Extrait du texte
# # # # #

Un entourage masculin fatal

L'entourage masculin va jouer un rôle primordial pour ces deux femmes et sera l'élément déclencheur du destin qu'elles prendront en charge par la suite. De Morfontaine et Brétigny laissent entrevoir à Manon les plaisir et les richesses d'une vie à Paris, le Peintre par ses assiduités fera tomber Lulu de son statut de femme rangée en lui promettant une autre vie. Les deux amoureux " principaux " que sont Des Grieux ou Schön (et son prolongement naturel qu'est son fils Alwa) ne feront que " ramasser " la mise, pour leur plus grand désespoir.

Dans les deux œuvres, un autre homme servira de guide au destin et à la déchéance des deux héroïnes : Lescaut et Schingolch qui seront toujours présents pour leur permettre de rebondir et de changer de cap, tout en entretenant une relation assez ambiguë.

Dans les deux cas, alors qu'elles sont sur le point de mourir, ces deux mauvais anges s'en tirent sans encombre. Schingolch est même le seul survivant de l'hécatombe du drame de Berg.

On parle souvent de femme fatale mais dans ces deux cas on peut rendre la politesse à ces messieurs !

# # # # #

Consigne A
Relevez tous les personnages masculins des deux œuvres que cite l'extrait sur l'entourage masculin.
Consigne B
Dans l'extrait sur l'entourage masculin, recopiez à l'identique le passage qui commence par « Dans les deux œuvres, un » et se poursuit jusqu'à « ces messieurs ! ».

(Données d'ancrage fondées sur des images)

# # # # #

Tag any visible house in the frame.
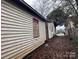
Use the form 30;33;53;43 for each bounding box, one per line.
48;21;56;39
1;0;55;59
66;16;78;39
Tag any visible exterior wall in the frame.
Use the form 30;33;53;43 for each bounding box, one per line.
1;0;46;59
48;22;55;38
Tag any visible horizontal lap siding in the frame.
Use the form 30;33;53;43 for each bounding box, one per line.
1;0;43;59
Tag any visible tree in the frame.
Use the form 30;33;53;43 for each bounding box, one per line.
47;7;68;23
31;0;53;17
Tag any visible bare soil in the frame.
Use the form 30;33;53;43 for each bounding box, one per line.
23;36;78;59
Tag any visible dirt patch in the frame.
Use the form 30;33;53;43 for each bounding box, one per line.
23;36;77;59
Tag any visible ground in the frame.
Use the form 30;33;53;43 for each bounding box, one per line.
23;36;77;59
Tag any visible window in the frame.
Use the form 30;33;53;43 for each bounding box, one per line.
33;18;39;38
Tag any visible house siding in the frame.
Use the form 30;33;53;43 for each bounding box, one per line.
1;0;46;59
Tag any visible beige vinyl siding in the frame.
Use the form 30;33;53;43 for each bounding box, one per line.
1;0;45;59
48;22;55;38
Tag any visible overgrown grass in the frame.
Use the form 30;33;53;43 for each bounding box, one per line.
72;36;78;46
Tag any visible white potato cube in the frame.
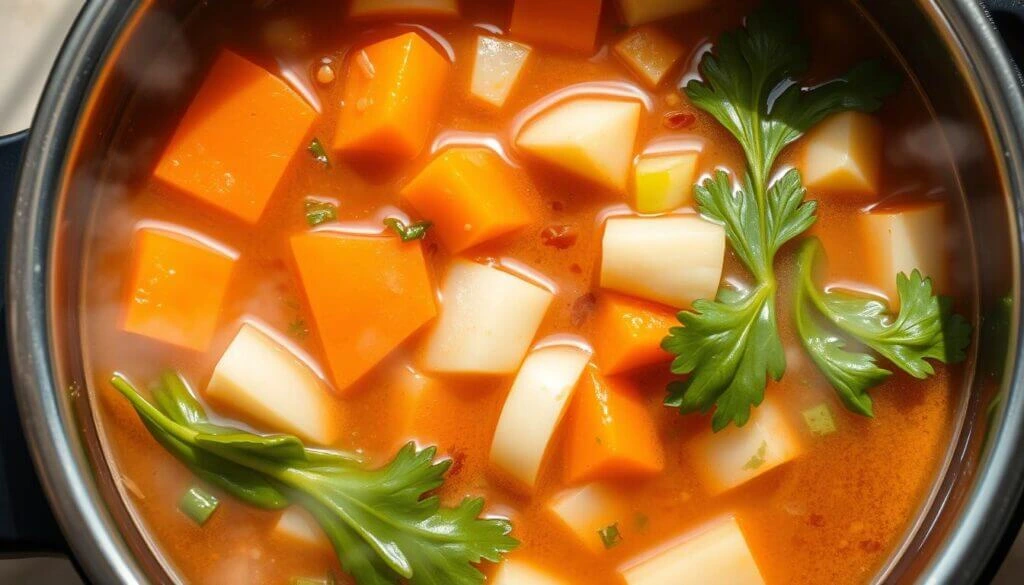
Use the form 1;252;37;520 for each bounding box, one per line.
601;215;725;308
618;0;709;27
516;97;642;192
801;112;882;196
620;516;765;585
273;506;331;548
470;35;532;108
860;202;949;307
689;403;801;494
422;260;554;374
206;323;338;445
548;484;625;552
348;0;459;18
490;345;590;491
490;560;565;585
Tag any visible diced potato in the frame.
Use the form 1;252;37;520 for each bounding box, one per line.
548;484;626;552
401;147;534;253
334;33;452;159
492;560;565;585
618;0;709;27
801;112;882;197
206;323;338;445
565;365;665;483
348;0;459;18
490;344;590;491
689;403;801;493
620;516;765;585
470;35;532;108
422;260;554;374
601;215;725;307
613;25;686;87
292;231;437;391
860;202;949;308
154;50;316;223
593;293;679;376
273;506;331;548
516;97;642;192
122;228;234;351
509;0;601;54
633;153;699;213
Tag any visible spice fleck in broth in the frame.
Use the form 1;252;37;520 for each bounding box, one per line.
83;0;973;585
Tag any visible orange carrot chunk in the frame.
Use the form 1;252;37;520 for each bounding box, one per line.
509;0;601;53
292;232;437;391
401;148;532;253
334;33;451;159
122;228;234;351
594;294;679;376
154;50;316;223
567;365;665;483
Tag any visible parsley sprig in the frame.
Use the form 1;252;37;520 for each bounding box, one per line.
663;4;899;430
111;373;518;585
794;239;971;416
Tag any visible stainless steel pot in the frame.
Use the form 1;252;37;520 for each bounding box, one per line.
0;0;1024;583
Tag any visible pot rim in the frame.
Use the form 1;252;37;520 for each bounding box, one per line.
12;0;1024;583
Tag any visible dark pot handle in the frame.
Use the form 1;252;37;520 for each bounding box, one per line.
0;131;68;556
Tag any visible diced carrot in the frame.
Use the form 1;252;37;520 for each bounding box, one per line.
334;33;451;159
401;148;532;253
594;294;679;376
567;365;665;483
292;232;437;391
509;0;601;53
122;228;234;351
154;50;316;223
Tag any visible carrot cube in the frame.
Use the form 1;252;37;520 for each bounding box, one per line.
334;33;452;159
292;232;437;391
401;148;532;253
122;228;234;351
509;0;601;53
154;50;316;223
567;366;665;483
594;294;679;376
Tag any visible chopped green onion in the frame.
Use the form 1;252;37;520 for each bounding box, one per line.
801;403;836;436
178;486;220;526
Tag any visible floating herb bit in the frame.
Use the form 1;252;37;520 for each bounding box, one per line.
384;217;433;242
178;486;220;526
303;199;338;227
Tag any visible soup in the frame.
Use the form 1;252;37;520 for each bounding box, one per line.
82;0;973;585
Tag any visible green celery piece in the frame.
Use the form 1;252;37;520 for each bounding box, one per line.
112;375;518;585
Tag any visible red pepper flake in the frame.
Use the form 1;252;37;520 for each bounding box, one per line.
662;110;697;130
541;225;580;250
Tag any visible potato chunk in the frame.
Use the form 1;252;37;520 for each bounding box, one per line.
490;345;590;492
801;112;882;197
613;26;686;87
620;516;765;585
422;260;554;374
470;35;532;108
689;403;801;493
206;323;338;445
601;215;725;307
516;97;642;193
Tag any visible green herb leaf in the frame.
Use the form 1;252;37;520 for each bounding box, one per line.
111;374;518;585
662;3;898;431
303;199;338;227
384;217;433;242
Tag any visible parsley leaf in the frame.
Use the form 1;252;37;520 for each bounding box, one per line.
111;374;518;585
662;4;899;430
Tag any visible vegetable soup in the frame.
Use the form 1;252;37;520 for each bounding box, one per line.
82;0;974;585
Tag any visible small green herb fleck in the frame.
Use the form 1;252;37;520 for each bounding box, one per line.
597;523;623;548
384;217;433;242
743;441;768;471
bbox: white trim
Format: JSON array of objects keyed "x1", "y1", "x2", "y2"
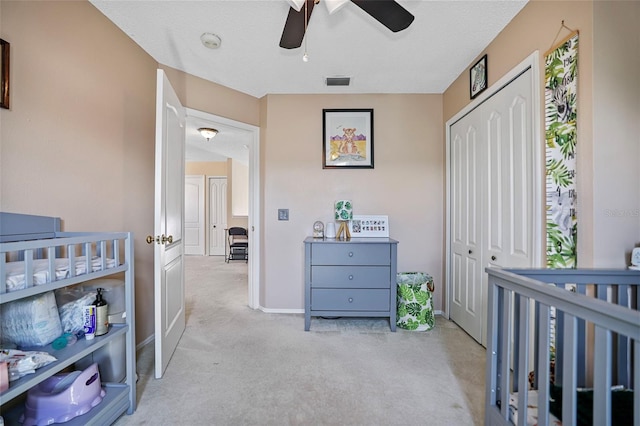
[
  {"x1": 186, "y1": 108, "x2": 261, "y2": 309},
  {"x1": 136, "y1": 333, "x2": 156, "y2": 352},
  {"x1": 443, "y1": 50, "x2": 544, "y2": 319},
  {"x1": 258, "y1": 306, "x2": 304, "y2": 314}
]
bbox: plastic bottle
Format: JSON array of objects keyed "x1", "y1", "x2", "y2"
[{"x1": 93, "y1": 288, "x2": 109, "y2": 336}]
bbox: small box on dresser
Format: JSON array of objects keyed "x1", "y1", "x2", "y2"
[{"x1": 304, "y1": 237, "x2": 398, "y2": 331}]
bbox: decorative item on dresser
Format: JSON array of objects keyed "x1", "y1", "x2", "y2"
[
  {"x1": 334, "y1": 200, "x2": 353, "y2": 240},
  {"x1": 304, "y1": 237, "x2": 398, "y2": 331}
]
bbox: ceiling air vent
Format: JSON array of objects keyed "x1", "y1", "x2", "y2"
[{"x1": 327, "y1": 77, "x2": 351, "y2": 86}]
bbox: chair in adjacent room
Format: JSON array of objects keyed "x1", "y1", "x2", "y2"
[{"x1": 225, "y1": 226, "x2": 249, "y2": 263}]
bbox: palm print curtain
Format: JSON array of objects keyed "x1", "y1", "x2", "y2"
[{"x1": 545, "y1": 32, "x2": 578, "y2": 268}]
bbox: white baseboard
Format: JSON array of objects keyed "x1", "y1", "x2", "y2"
[
  {"x1": 257, "y1": 306, "x2": 304, "y2": 314},
  {"x1": 136, "y1": 334, "x2": 156, "y2": 352}
]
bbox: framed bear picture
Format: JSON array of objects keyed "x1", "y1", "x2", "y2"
[{"x1": 322, "y1": 109, "x2": 373, "y2": 169}]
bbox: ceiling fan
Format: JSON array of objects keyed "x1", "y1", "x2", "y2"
[{"x1": 280, "y1": 0, "x2": 414, "y2": 49}]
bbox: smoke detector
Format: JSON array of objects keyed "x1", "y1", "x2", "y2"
[
  {"x1": 200, "y1": 33, "x2": 222, "y2": 49},
  {"x1": 325, "y1": 77, "x2": 351, "y2": 86}
]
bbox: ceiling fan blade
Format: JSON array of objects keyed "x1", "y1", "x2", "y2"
[
  {"x1": 351, "y1": 0, "x2": 414, "y2": 33},
  {"x1": 280, "y1": 0, "x2": 315, "y2": 49}
]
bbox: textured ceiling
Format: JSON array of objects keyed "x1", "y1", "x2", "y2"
[{"x1": 90, "y1": 0, "x2": 527, "y2": 161}]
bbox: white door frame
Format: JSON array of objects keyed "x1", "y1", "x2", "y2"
[
  {"x1": 444, "y1": 50, "x2": 545, "y2": 319},
  {"x1": 207, "y1": 176, "x2": 228, "y2": 256},
  {"x1": 184, "y1": 175, "x2": 207, "y2": 256},
  {"x1": 186, "y1": 108, "x2": 261, "y2": 309}
]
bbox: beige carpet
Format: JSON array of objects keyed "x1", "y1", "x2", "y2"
[{"x1": 116, "y1": 256, "x2": 485, "y2": 425}]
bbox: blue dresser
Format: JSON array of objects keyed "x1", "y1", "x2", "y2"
[{"x1": 304, "y1": 237, "x2": 398, "y2": 331}]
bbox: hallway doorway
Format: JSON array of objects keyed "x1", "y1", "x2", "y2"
[{"x1": 185, "y1": 108, "x2": 260, "y2": 309}]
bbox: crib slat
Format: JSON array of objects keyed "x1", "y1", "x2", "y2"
[
  {"x1": 488, "y1": 274, "x2": 502, "y2": 412},
  {"x1": 612, "y1": 285, "x2": 631, "y2": 388},
  {"x1": 592, "y1": 325, "x2": 612, "y2": 426},
  {"x1": 47, "y1": 246, "x2": 57, "y2": 283},
  {"x1": 516, "y1": 295, "x2": 531, "y2": 425},
  {"x1": 0, "y1": 253, "x2": 7, "y2": 294},
  {"x1": 498, "y1": 289, "x2": 513, "y2": 419},
  {"x1": 536, "y1": 303, "x2": 551, "y2": 426},
  {"x1": 562, "y1": 312, "x2": 578, "y2": 425}
]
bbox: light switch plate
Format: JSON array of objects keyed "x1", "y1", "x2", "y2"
[{"x1": 278, "y1": 209, "x2": 289, "y2": 220}]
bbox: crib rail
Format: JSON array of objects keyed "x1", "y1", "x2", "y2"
[
  {"x1": 0, "y1": 232, "x2": 133, "y2": 303},
  {"x1": 485, "y1": 268, "x2": 640, "y2": 426}
]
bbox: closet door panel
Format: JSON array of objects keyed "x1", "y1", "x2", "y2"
[
  {"x1": 509, "y1": 94, "x2": 533, "y2": 258},
  {"x1": 450, "y1": 114, "x2": 483, "y2": 340},
  {"x1": 485, "y1": 109, "x2": 508, "y2": 252}
]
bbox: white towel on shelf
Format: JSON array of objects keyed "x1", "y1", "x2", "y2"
[{"x1": 6, "y1": 256, "x2": 116, "y2": 292}]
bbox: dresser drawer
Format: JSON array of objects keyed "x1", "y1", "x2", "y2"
[
  {"x1": 311, "y1": 288, "x2": 389, "y2": 312},
  {"x1": 311, "y1": 266, "x2": 391, "y2": 289},
  {"x1": 311, "y1": 243, "x2": 391, "y2": 265}
]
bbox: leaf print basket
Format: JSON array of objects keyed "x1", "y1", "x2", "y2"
[{"x1": 396, "y1": 272, "x2": 435, "y2": 331}]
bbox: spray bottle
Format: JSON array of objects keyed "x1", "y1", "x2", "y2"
[{"x1": 93, "y1": 288, "x2": 109, "y2": 336}]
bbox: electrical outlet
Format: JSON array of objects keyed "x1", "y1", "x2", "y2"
[{"x1": 278, "y1": 209, "x2": 289, "y2": 220}]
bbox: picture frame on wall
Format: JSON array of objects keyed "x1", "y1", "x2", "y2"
[
  {"x1": 0, "y1": 38, "x2": 10, "y2": 109},
  {"x1": 322, "y1": 109, "x2": 373, "y2": 169},
  {"x1": 469, "y1": 55, "x2": 487, "y2": 99}
]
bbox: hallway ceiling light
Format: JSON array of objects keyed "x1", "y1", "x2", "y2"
[{"x1": 198, "y1": 127, "x2": 218, "y2": 141}]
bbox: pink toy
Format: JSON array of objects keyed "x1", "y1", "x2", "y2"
[{"x1": 23, "y1": 363, "x2": 106, "y2": 426}]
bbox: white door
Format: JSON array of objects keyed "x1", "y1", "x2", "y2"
[
  {"x1": 209, "y1": 177, "x2": 227, "y2": 256},
  {"x1": 450, "y1": 110, "x2": 486, "y2": 341},
  {"x1": 448, "y1": 68, "x2": 542, "y2": 344},
  {"x1": 480, "y1": 69, "x2": 536, "y2": 344},
  {"x1": 184, "y1": 175, "x2": 206, "y2": 256},
  {"x1": 154, "y1": 70, "x2": 185, "y2": 379}
]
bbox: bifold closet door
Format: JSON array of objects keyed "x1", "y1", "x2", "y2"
[
  {"x1": 449, "y1": 110, "x2": 487, "y2": 341},
  {"x1": 449, "y1": 69, "x2": 536, "y2": 344}
]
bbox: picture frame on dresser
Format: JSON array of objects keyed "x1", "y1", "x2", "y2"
[{"x1": 322, "y1": 109, "x2": 373, "y2": 169}]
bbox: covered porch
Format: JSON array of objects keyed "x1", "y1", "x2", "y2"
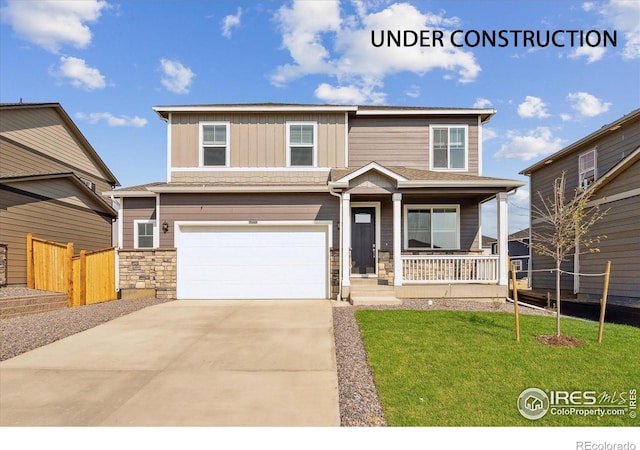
[{"x1": 329, "y1": 162, "x2": 523, "y2": 299}]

# # # # #

Zone de réponse A
De Morfontaine, Brétigny, le Peintre, Des Grieux, Schön, Alwa, Lescaut, Schingolch

Zone de réponse B
Dans les deux œuvres, un autre homme servira de guide au destin et à la déchéance des deux héroïnes : Lescaut et Schingolch qui seront toujours présents pour leur permettre de rebondir et de changer de cap, tout en entretenant une relation assez ambiguë.

Dans les deux cas, alors qu'elles sont sur le point de mourir, ces deux mauvais anges s'en tirent sans encombre. Schingolch est même le seul survivant de l'hécatombe du drame de Berg.

On parle souvent de femme fatale mais dans ces deux cas on peut rendre la politesse à ces messieurs !